■ EXERCISE PROMPT
Output all entries verbatim. Skip pictures.

■ SUPPLIED RECORDS

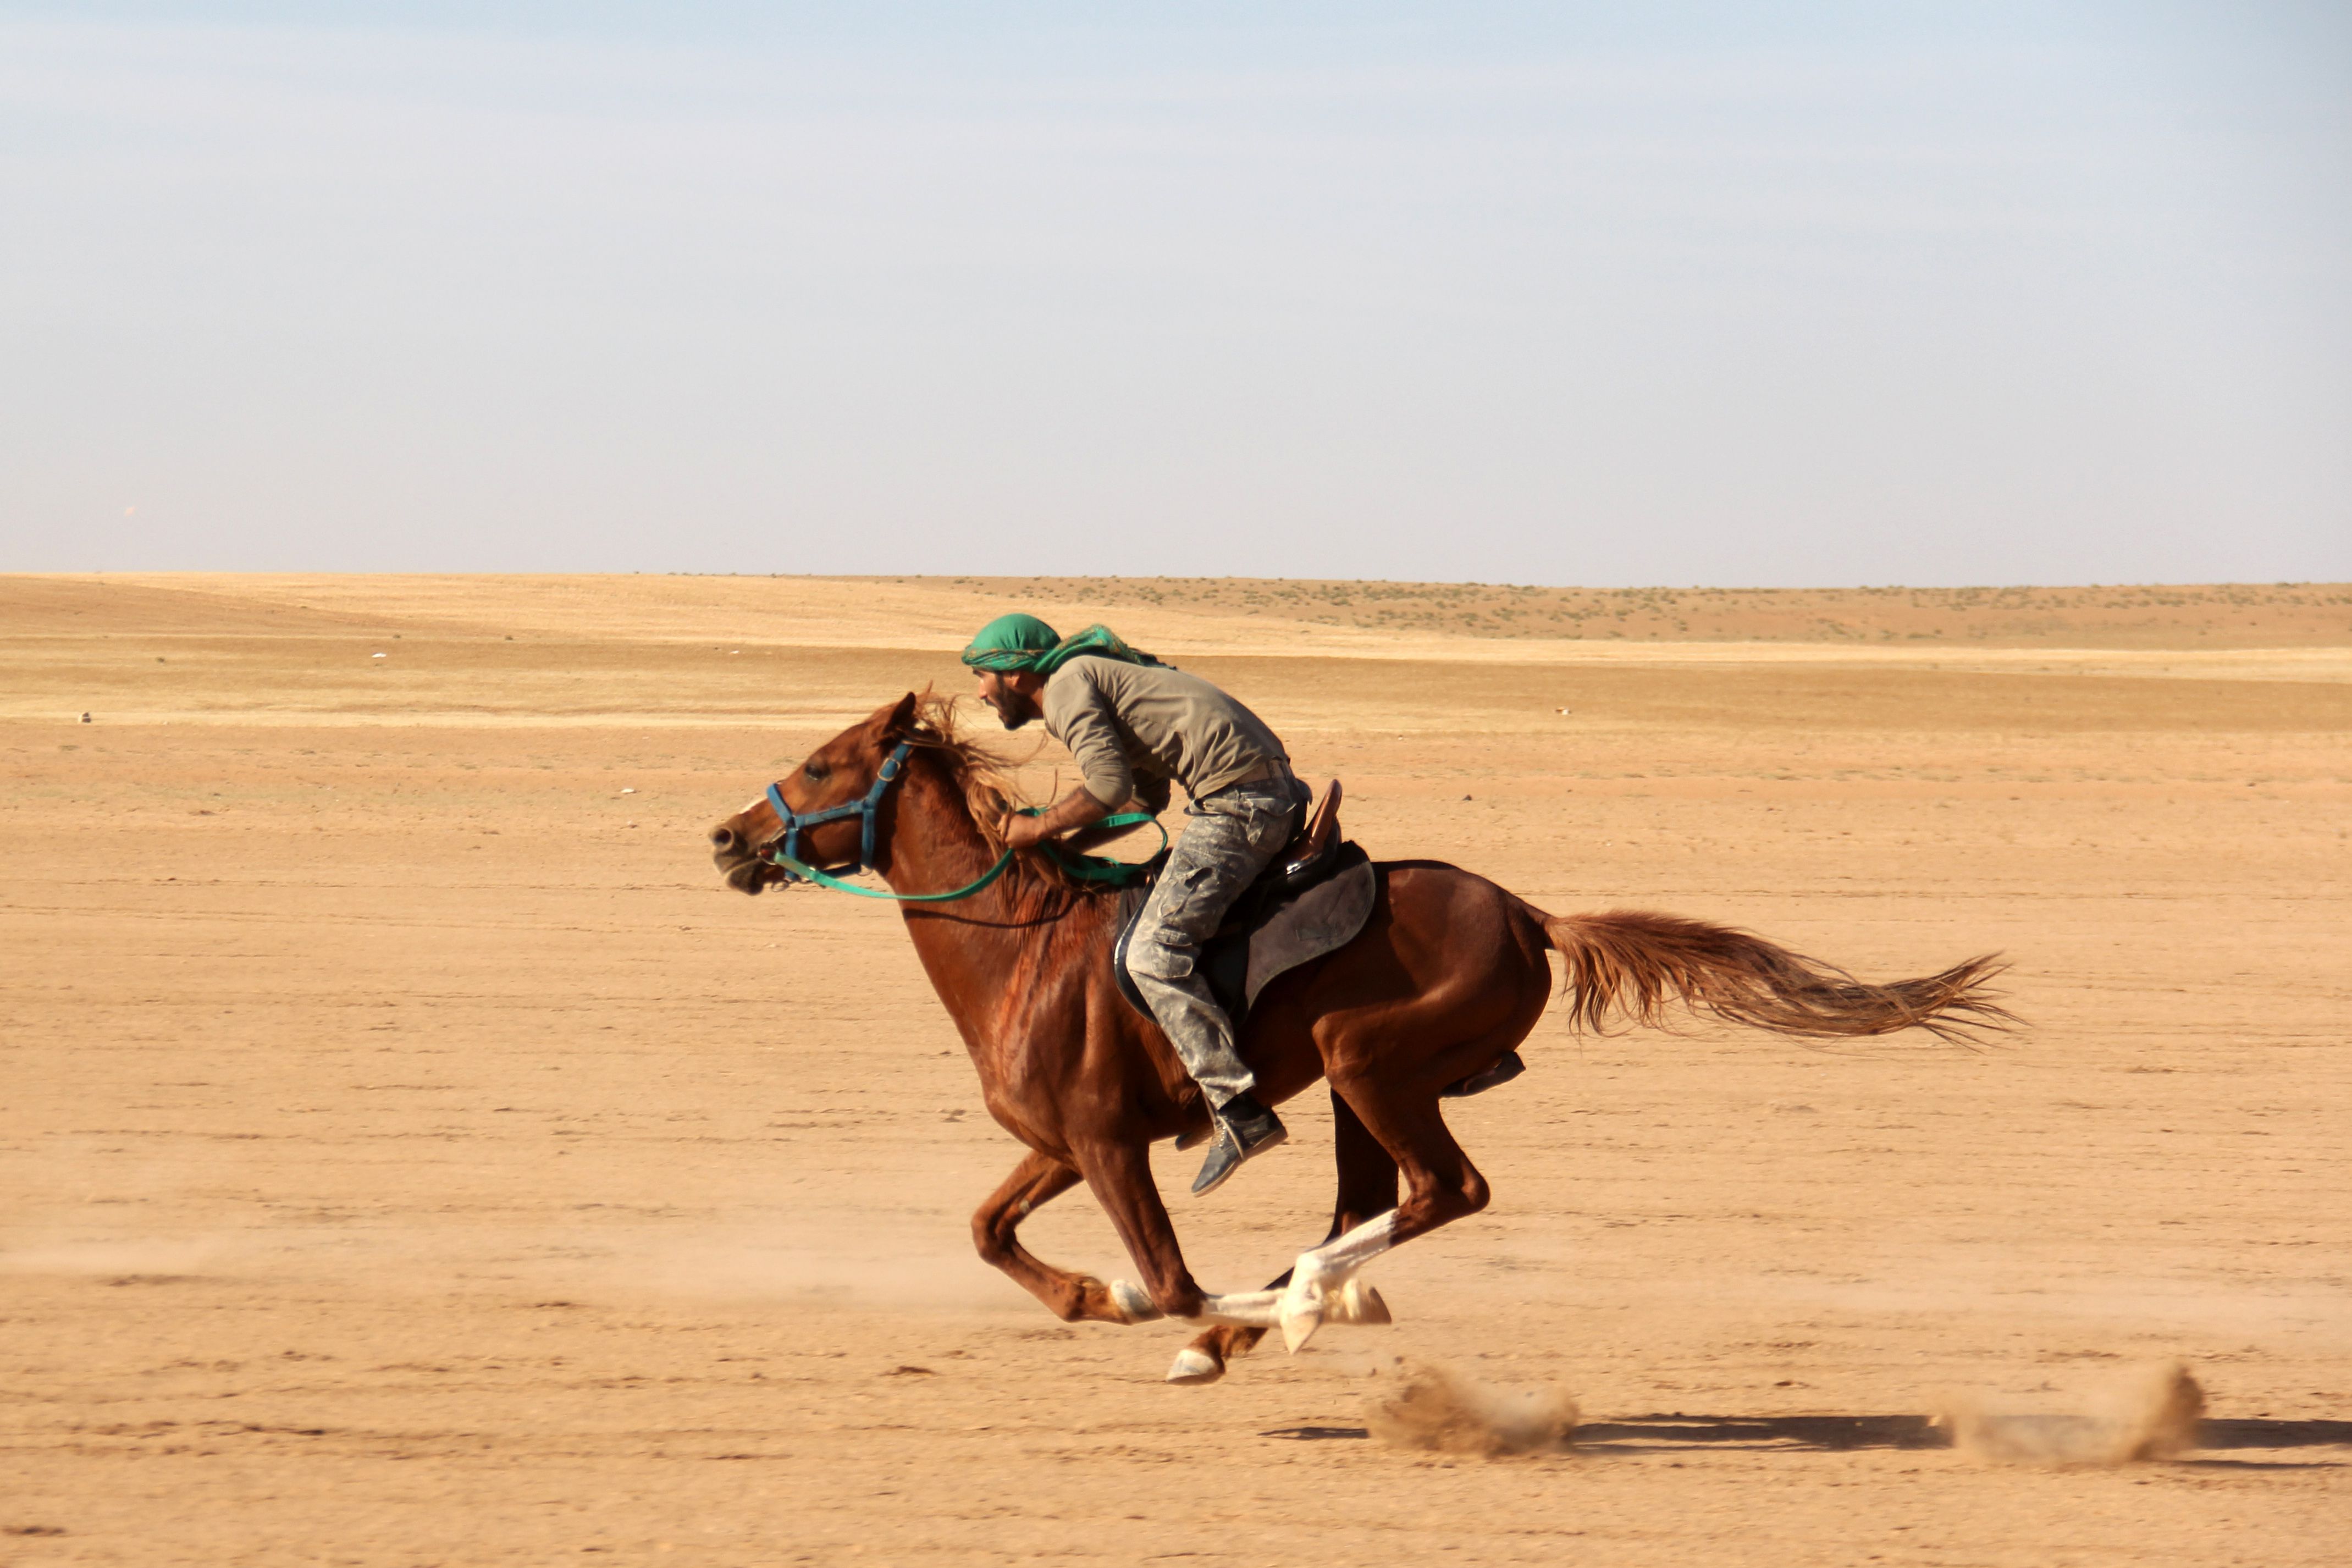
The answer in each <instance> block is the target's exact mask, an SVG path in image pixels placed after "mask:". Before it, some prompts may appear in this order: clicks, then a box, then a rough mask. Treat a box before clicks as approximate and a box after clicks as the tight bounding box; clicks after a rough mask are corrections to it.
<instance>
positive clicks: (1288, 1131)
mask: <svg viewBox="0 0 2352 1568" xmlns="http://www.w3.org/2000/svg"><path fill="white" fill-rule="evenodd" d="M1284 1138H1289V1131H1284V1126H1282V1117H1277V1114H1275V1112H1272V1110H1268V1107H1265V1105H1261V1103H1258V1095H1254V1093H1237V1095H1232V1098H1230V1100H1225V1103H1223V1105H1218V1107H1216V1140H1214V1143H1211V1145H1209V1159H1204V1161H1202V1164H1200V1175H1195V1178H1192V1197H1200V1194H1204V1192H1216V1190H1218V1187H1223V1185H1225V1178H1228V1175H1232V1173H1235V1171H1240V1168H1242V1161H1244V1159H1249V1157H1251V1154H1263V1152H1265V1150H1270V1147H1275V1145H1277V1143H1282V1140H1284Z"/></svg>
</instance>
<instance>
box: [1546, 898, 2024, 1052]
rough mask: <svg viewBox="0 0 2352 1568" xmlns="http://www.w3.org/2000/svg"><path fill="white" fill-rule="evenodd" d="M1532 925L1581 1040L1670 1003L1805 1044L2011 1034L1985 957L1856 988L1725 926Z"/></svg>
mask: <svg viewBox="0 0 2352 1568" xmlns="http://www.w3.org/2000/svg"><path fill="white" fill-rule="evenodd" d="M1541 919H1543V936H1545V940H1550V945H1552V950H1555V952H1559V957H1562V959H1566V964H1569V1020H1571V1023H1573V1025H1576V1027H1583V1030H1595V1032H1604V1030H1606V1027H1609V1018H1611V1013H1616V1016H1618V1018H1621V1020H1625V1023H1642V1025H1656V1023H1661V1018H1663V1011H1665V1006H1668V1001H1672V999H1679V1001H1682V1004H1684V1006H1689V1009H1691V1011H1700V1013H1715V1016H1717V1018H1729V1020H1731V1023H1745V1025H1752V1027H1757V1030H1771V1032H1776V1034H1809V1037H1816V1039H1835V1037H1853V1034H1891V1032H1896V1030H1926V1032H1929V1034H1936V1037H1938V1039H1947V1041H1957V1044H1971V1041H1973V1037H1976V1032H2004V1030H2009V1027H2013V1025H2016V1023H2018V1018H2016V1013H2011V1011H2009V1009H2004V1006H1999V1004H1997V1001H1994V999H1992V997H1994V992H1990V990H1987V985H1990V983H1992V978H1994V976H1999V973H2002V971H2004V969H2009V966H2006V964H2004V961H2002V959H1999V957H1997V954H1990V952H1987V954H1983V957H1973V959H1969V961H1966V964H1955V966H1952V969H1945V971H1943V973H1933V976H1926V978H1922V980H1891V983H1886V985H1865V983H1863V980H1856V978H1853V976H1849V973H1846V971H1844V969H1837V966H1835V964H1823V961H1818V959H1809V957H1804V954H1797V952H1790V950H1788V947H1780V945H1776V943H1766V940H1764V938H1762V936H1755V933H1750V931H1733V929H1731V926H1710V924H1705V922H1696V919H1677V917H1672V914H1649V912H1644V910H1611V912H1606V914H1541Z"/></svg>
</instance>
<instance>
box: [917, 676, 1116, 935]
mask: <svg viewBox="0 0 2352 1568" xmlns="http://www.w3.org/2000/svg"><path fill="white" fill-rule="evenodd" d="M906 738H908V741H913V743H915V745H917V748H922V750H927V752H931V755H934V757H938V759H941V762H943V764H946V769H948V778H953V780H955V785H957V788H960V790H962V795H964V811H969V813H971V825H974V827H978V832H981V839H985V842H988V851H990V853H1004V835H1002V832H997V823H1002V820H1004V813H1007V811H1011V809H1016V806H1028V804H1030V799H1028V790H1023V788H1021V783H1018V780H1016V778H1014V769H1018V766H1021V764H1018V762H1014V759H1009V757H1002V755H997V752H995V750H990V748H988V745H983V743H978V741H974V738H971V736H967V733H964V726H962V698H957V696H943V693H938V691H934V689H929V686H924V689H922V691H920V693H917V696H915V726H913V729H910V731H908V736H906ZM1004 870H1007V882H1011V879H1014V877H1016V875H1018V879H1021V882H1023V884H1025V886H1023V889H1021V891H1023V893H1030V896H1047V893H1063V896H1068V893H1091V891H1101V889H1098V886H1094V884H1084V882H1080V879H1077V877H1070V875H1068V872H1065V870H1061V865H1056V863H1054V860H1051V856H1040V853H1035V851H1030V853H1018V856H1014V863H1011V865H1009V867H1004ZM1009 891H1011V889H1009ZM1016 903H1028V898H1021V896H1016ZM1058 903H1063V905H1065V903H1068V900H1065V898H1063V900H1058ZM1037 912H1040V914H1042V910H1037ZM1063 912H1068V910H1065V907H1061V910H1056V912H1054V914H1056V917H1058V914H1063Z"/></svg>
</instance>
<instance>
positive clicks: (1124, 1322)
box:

■ ANSWER TO THE PROBLEM
The answer in each <instance> block is the target's exact mask, an SVG path in image pixels placed after "mask:". Before it, some prompts may appear in this order: clicks, then a box, then a rough mask. Treat a box before clicks as approximate and a box after clicks as the tight bounding box; clicks after a rough mask are corrections to it.
<instance>
positive clicks: (1288, 1131)
mask: <svg viewBox="0 0 2352 1568" xmlns="http://www.w3.org/2000/svg"><path fill="white" fill-rule="evenodd" d="M1284 1138H1289V1131H1284V1126H1282V1117H1277V1114H1275V1112H1272V1110H1268V1107H1265V1105H1261V1103H1258V1095H1254V1093H1237V1095H1232V1098H1230V1100H1225V1103H1223V1105H1218V1107H1216V1140H1214V1143H1211V1145H1209V1159H1204V1161H1202V1164H1200V1175H1195V1178H1192V1197H1200V1194H1204V1192H1216V1190H1218V1187H1223V1185H1225V1178H1228V1175H1232V1173H1235V1171H1240V1168H1242V1161H1244V1159H1249V1157H1251V1154H1263V1152H1265V1150H1270V1147H1275V1145H1277V1143H1282V1140H1284Z"/></svg>
</instance>
<instance>
box: [1546, 898, 2024, 1052]
rough mask: <svg viewBox="0 0 2352 1568" xmlns="http://www.w3.org/2000/svg"><path fill="white" fill-rule="evenodd" d="M1532 925L1581 1040L1670 1003L1805 1044L2011 1034L1985 957L1856 988L1725 926Z"/></svg>
mask: <svg viewBox="0 0 2352 1568" xmlns="http://www.w3.org/2000/svg"><path fill="white" fill-rule="evenodd" d="M1541 919H1543V936H1545V940H1550V945H1552V950H1555V952H1559V957H1562V959H1566V964H1569V1020H1571V1023H1573V1025H1576V1027H1583V1030H1595V1032H1604V1030H1606V1027H1609V1018H1611V1013H1616V1016H1618V1018H1621V1020H1625V1023H1642V1025H1656V1023H1661V1018H1663V1011H1665V1006H1668V1001H1672V999H1679V1001H1682V1004H1684V1006H1689V1009H1691V1011H1700V1013H1715V1016H1717V1018H1729V1020H1731V1023H1745V1025H1752V1027H1757V1030H1771V1032H1776V1034H1809V1037H1816V1039H1835V1037H1853V1034H1891V1032H1896V1030H1926V1032H1929V1034H1936V1037H1938V1039H1947V1041H1957V1044H1971V1041H1973V1037H1976V1032H2004V1030H2009V1027H2013V1025H2016V1023H2018V1018H2016V1013H2011V1011H2009V1009H2004V1006H1999V1004H1997V1001H1994V999H1992V997H1994V992H1990V990H1987V985H1990V983H1992V978H1994V976H1999V973H2002V971H2004V969H2009V966H2006V964H2004V961H2002V959H1999V957H1997V954H1990V952H1987V954H1983V957H1973V959H1969V961H1966V964H1955V966H1952V969H1945V971H1943V973H1933V976H1926V978H1922V980H1891V983H1886V985H1865V983H1863V980H1856V978H1853V976H1849V973H1846V971H1844V969H1837V966H1835V964H1823V961H1818V959H1809V957H1804V954H1797V952H1790V950H1788V947H1780V945H1776V943H1766V940H1764V938H1762V936H1755V933H1750V931H1733V929H1731V926H1710V924H1705V922H1696V919H1677V917H1672V914H1649V912H1644V910H1611V912H1606V914H1541Z"/></svg>
</instance>
<instance>
box: [917, 676, 1116, 935]
mask: <svg viewBox="0 0 2352 1568" xmlns="http://www.w3.org/2000/svg"><path fill="white" fill-rule="evenodd" d="M906 738H908V741H913V743H915V745H917V748H922V750H927V752H931V755H934V757H938V759H941V762H943V764H946V769H948V778H953V780H955V785H957V788H960V790H962V795H964V811H969V813H971V825H974V827H978V832H981V839H985V842H988V851H990V853H1004V835H1002V832H997V823H1002V820H1004V813H1007V811H1011V809H1016V806H1028V804H1030V799H1028V790H1023V788H1021V783H1018V780H1016V778H1014V769H1018V766H1021V764H1018V762H1014V759H1009V757H1002V755H997V752H995V750H990V748H988V745H983V743H978V741H974V738H971V736H967V733H964V726H962V698H957V696H943V693H938V691H934V689H929V686H924V689H922V691H920V693H917V696H915V726H913V729H910V731H908V736H906ZM1004 870H1007V882H1011V879H1014V877H1016V875H1018V879H1021V882H1023V884H1025V886H1023V889H1021V891H1023V893H1030V896H1047V893H1063V896H1068V893H1091V891H1101V889H1098V886H1094V884H1084V882H1080V879H1077V877H1070V875H1068V872H1065V870H1061V865H1056V863H1054V860H1051V856H1040V853H1035V851H1030V853H1018V856H1014V863H1011V865H1009V867H1004ZM1009 891H1011V889H1009ZM1016 903H1028V898H1021V896H1016ZM1058 903H1063V905H1065V903H1068V900H1065V898H1063V900H1058ZM1037 912H1040V914H1042V910H1037ZM1063 912H1068V910H1065V907H1061V910H1056V912H1054V914H1056V917H1058V914H1063Z"/></svg>
</instance>
<instance>
positive clicks: (1124, 1322)
box:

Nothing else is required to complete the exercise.